■ Task item: Every entry needs to appear again exactly as written below.

■ The records:

****************

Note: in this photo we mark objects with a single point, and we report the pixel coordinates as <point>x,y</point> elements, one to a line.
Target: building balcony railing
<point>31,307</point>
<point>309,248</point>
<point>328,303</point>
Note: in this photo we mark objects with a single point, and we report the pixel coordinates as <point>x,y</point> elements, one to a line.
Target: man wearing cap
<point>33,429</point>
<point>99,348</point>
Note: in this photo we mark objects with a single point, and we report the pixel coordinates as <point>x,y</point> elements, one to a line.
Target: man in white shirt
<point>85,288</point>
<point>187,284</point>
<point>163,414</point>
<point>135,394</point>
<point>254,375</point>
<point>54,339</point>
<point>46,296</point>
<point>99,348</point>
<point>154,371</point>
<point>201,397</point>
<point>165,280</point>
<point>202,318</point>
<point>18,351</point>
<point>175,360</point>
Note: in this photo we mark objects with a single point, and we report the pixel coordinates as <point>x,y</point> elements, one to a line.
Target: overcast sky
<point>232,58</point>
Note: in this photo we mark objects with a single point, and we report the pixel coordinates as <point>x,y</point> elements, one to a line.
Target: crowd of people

****************

■ Worked solution:
Note: in this photo we mark objects with a single point, and we report the pixel coordinates as <point>x,y</point> elements, one to a line.
Target: building balcony railing
<point>31,307</point>
<point>309,248</point>
<point>328,303</point>
Note: in this photo we mark objects with a single point, and we report the pixel coordinates as <point>x,y</point> elements, one to a line.
Target: man wearing cap
<point>33,429</point>
<point>99,348</point>
Note: in this photo we mark objects with a single point, and we report the pixel coordinates as <point>x,y</point> elements, one to a line.
Target: man in white shirt
<point>85,288</point>
<point>187,284</point>
<point>163,414</point>
<point>135,394</point>
<point>254,375</point>
<point>54,339</point>
<point>46,296</point>
<point>99,348</point>
<point>154,371</point>
<point>201,397</point>
<point>165,280</point>
<point>202,318</point>
<point>18,351</point>
<point>175,360</point>
Note: in this photo we mark objects with a single point, and we report the pixel coordinates as <point>x,y</point> elements, one to a line.
Target: overcast sky
<point>232,58</point>
Note: in this photo we mark objects with a single point, and we report the pixel coordinates as <point>x,y</point> elements, one to a line.
Target: crowd of people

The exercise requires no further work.